[WHAT TO WORK ON] Please restate the entries below word for word, leaving out any pictures.

[ENTRIES SHOWN]
----

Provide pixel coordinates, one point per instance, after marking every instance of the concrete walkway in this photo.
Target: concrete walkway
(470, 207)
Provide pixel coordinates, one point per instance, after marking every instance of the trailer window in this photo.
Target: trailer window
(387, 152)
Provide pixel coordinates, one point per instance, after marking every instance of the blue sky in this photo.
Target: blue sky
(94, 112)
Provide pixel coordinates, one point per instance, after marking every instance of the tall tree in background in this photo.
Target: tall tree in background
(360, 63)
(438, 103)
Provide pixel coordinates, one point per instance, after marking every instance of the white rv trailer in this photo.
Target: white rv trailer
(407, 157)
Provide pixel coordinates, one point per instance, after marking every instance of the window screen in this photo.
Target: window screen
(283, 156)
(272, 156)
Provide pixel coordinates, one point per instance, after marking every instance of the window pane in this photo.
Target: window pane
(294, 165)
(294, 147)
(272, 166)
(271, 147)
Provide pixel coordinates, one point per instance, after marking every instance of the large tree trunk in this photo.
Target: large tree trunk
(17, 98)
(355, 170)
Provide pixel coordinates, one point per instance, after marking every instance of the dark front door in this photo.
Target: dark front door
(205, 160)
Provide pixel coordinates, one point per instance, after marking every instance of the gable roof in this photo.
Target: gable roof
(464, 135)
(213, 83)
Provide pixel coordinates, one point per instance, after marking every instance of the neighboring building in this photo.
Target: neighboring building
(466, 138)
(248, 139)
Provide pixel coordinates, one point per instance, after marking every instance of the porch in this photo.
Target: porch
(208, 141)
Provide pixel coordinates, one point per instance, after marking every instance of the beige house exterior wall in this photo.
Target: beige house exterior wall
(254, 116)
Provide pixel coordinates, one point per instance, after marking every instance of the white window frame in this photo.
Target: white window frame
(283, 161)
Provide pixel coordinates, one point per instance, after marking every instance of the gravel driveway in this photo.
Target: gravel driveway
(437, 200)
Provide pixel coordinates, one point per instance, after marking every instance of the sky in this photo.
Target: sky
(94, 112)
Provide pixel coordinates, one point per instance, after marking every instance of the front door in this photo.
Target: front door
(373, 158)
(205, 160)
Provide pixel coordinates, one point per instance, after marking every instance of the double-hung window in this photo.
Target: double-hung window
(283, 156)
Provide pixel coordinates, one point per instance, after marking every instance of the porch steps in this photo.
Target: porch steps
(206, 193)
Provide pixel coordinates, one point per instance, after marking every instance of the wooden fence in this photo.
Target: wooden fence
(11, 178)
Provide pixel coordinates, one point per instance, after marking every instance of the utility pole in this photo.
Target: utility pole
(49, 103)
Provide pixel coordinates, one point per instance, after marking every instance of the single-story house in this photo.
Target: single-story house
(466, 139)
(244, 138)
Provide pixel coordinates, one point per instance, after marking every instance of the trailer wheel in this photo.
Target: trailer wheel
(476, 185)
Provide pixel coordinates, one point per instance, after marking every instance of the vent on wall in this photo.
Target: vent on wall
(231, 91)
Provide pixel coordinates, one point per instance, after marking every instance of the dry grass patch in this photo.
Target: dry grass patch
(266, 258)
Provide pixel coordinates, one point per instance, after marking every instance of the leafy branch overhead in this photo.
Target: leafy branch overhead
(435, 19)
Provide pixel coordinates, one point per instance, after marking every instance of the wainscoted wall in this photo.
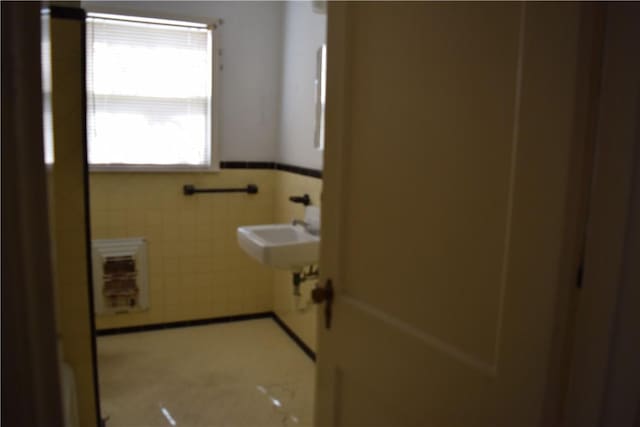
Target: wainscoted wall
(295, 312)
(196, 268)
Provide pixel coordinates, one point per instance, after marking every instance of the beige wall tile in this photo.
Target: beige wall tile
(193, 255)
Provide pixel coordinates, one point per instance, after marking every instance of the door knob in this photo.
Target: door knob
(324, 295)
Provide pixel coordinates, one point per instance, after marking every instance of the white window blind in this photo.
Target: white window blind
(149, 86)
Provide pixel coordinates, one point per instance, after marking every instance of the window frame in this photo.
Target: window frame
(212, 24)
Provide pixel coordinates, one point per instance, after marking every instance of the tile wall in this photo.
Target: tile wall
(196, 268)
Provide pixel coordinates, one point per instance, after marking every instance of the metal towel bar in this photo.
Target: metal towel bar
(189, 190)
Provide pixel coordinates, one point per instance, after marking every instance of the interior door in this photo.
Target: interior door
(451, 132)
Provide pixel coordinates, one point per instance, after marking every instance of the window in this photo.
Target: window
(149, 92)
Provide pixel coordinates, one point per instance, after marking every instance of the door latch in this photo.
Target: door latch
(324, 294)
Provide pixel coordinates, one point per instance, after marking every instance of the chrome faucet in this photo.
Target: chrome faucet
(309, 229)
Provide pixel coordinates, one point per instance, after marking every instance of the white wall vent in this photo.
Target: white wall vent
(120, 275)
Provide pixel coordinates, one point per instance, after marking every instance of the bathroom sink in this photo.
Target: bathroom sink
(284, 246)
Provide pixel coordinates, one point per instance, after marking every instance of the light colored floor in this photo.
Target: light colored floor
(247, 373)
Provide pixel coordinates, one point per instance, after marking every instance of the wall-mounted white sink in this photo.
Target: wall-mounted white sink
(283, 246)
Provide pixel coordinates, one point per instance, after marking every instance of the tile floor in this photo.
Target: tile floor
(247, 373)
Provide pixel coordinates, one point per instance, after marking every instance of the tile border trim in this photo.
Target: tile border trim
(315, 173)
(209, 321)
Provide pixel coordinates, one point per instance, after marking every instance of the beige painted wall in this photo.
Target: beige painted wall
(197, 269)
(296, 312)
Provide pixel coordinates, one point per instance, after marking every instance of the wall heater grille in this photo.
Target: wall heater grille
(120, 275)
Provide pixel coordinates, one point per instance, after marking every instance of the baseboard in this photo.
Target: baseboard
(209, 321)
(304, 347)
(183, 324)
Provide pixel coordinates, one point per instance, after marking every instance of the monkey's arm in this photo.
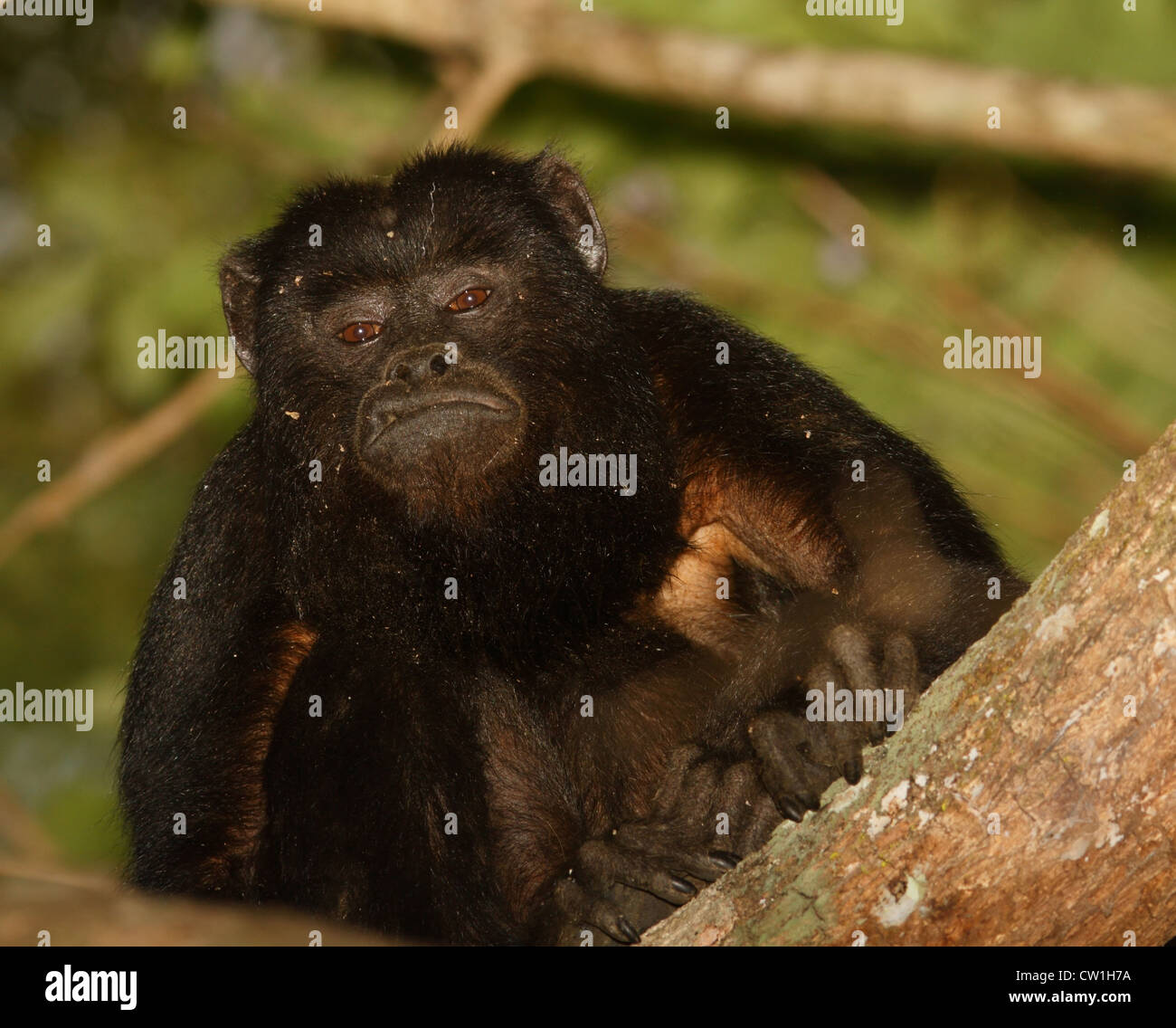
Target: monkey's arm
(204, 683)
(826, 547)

----

[EXERCISE ANSWER]
Provide pixel coordinates, one point per instance, after marking every instance of the concrete walkway in this photo.
Target: concrete walkway
(470, 207)
Provide pixel coordinates, one point per instance, after marking every instance of the trailer window in this photo.
Target: trailer window
(387, 152)
Provide pixel coordinates, one point per instance, after marking every instance of the blue sky in this photo.
Target: blue sky
(94, 112)
Provide pixel coordinates, one point per instance, after marking every instance of the tall tree in background in this photo.
Target: tall tree in background
(360, 63)
(438, 103)
Provide pixel coordinates, one point per instance, after marking every instance of the white rv trailer in this photo.
Target: white rv trailer
(407, 157)
Provide pixel coordinates, one point per instance, after marking every instance of the window screen in this photo.
Target: window screen
(283, 156)
(272, 156)
Provide pixel coordinates, one point per instance, after marking every instance of the window pane in this photo.
Target: window pane
(294, 165)
(294, 147)
(272, 166)
(271, 147)
Provide pixel coordinates, one point per instance, after marking every instance of the large tree trunk in this photo.
Target: large tree trunk
(17, 98)
(355, 170)
Provide pixel coordinates, one point per instance, after marking every instance of the dark front door in this photo.
Target: dark front door
(205, 160)
Provide pixel coordinates, one point per instance, after marking every instance of the gable roof in this photo.
Target: gable roof
(464, 135)
(213, 83)
Provide pixel coordinates, one point per instance, after marking every instance of the neighboring building in this photo.
Target: neighboring building
(466, 138)
(248, 139)
Provide pixel coordinates, one point per instance, after marking every instance of the porch in this photo.
Target: porch
(208, 141)
Provide pixel coordinates, one point per instance, after marking every instance of the beige house exterior wall in this photo.
Target: beige house exterior wall
(254, 116)
Provide pixel coordinates, one point per instance, after marking every instance of the white window frame in this photo.
Target: white window frame
(283, 161)
Provide pixel coordinates, one point per instance, after marking every instance of the gravel driveway in this photo.
Target: gravel driveway
(437, 200)
Provide pixel coordinates, one point per instance, after marking every instance of the sky in this photo.
Target: sky
(94, 112)
Provide pixel coordinates, one point per instance, after marking every instance of the front door in this photo.
Target: front door
(373, 158)
(205, 160)
Provide pixel coordinates, one point per instance, after marking every instance of the double-hung window in this photo.
Target: double-hung window
(283, 156)
Provide pixel coordinates, one point per instance, after marking every instance of the porch steps in this photo.
Target: porch steps
(206, 193)
Provide pixel coordinates, one point per instance, after marking every instance of the wooden fence in this photo.
Target: wooden fence
(11, 178)
Provide pixel coordinates, one point per instance, after marking every instance of the utility pole in this photo.
Target: utility pole
(49, 103)
Provide pixel coordinates, one point per instance, after marking every instance of the single-story house in this photo.
Target: single-story house
(466, 139)
(244, 138)
Provide pixel coordinates, one point per instance, after marking every instance of the trailer wheel in this photo.
Target: trailer wheel
(476, 185)
Provide pixel coordinates, one point per instance, after marking every instance of the vent on wall in this photo.
Target: vent on wall
(231, 91)
Provide pixel coordinates, one point per instance, after marking every instance of the dry grass patch in this photo.
Target: dry grass patch
(266, 258)
Provide pixel coordinates, one point per instance, after marking every instance of the leafy branch overhead in this photo.
Target: leafy branch overhead
(435, 19)
Provide pixel coordinates, one point per instance, after marking every instance of the wainscoted wall in this photo.
Target: wainscoted wall
(295, 312)
(196, 268)
Provide pixel coordinates, one point per instance, after marking every instance of the beige wall tile in this photo.
Target: beige wall tile
(193, 255)
Provide pixel coordinates, one point per instance, after marking every instance of the door knob in this photo.
Target: door knob
(324, 295)
Provide pixel coordinates, one point per instance, after marking every instance of the white window blind in this photo.
Target: white window blind
(149, 86)
Provide pixel coordinates, one point per instance, after marking every instance of the window frame in this photo.
Target: window frame
(212, 24)
Provide pixel coordinates, one point per instance, after marking every instance of the tile wall in this photo.
Target: tile wall
(196, 268)
Provide pixel coordinates, one point per instance, after marking every instance of the metal towel bar in this photo.
Target: metal towel bar
(189, 190)
Provide pixel coordinates, one point per instance, after marking every instance of the interior door in this photo.
Target: interior door
(451, 132)
Provide pixel coordinates, one point per instance, after marking every instance of the window in this photo.
Target: window
(149, 92)
Provide pixel coordinates, one point per instance, after marking every instance of the door latch in this photo.
Target: door latch
(324, 294)
Provide pixel coordinates, one point per instance, after marking every instance of the chrome faucet in this photo.
Target: chrome faucet
(309, 229)
Provide pixel coordinates, one point per instance, after marking every instance of the white wall vent in this photo.
Target: white wall vent
(120, 275)
Provide pixel coordinates, one point per instance, after marking every instance of the bathroom sink in this photo.
Target: bathroom sink
(284, 246)
Provide pixel coordinates, one point per instance, after marking every instance of the light colored floor in this photo.
Target: light colored floor
(247, 373)
Provide pixel coordinates, one point per instance, after marking every instance of the wall-mounted white sink in this photo.
Target: wall-mounted white sink
(283, 246)
Provide pixel coordinates, one point per instance, after marking every instance of the tile floor in this photo.
Target: tile floor
(247, 373)
Provide pixel coordinates, one point per instance, after marking every instance of the tile border trim in this photo.
Target: tile border trim
(315, 173)
(209, 321)
Provide pixel coordinates, one point per instance, after marking every instance of the beige painted wall in this photo.
Target: beige painted wall
(197, 269)
(296, 312)
Provide pixel coordinates, one point per instance, after marking every instance of the wall heater grille in this photo.
Target: wall heater grille
(120, 275)
Provide pixel coordinates, one point per instance, after marking every instance of the baseboard in this photo.
Target: baseboard
(209, 321)
(304, 347)
(183, 324)
Provide pixel coordinates, one point per instance, after marking every instance of the monkey's arm in this photo.
Target: monkey's arm
(204, 683)
(826, 547)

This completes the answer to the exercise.